━━━ Given records

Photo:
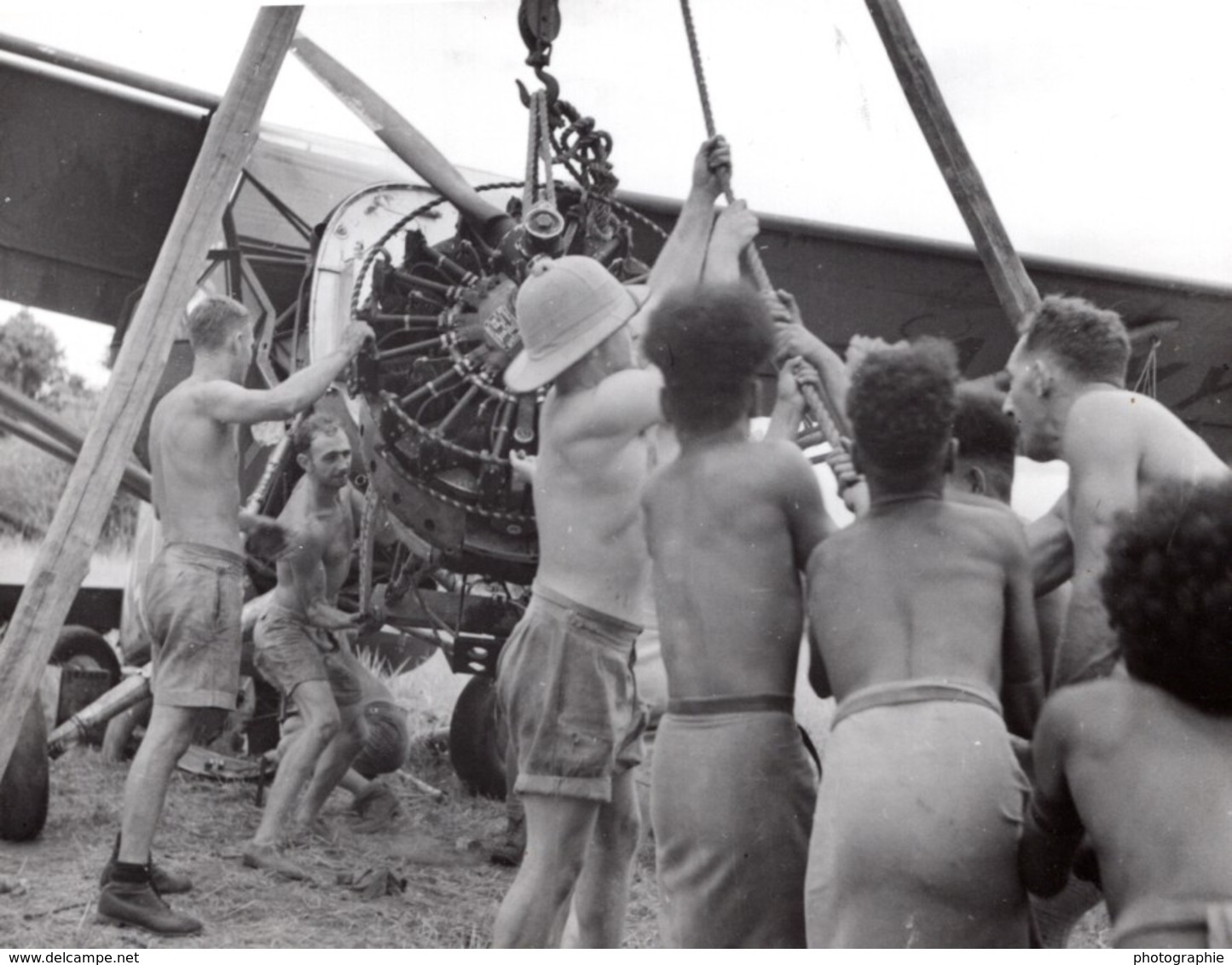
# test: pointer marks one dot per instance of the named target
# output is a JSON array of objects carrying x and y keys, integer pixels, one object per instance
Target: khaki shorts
[
  {"x": 564, "y": 685},
  {"x": 193, "y": 600},
  {"x": 287, "y": 651}
]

━━━━━━

### What you are asked to do
Render every line of the rows above as a numbered list, skipping blank lines and leaving out the picture.

### Exercise answer
1. Photo:
2. # test: pointer marks one dot per instance of the named target
3. # output is a JSON array of objects carrying x and y keys, integer pixels, one object per instance
4. Target: khaki shorts
5. [
6.   {"x": 564, "y": 685},
7.   {"x": 193, "y": 600},
8.   {"x": 287, "y": 651}
9. ]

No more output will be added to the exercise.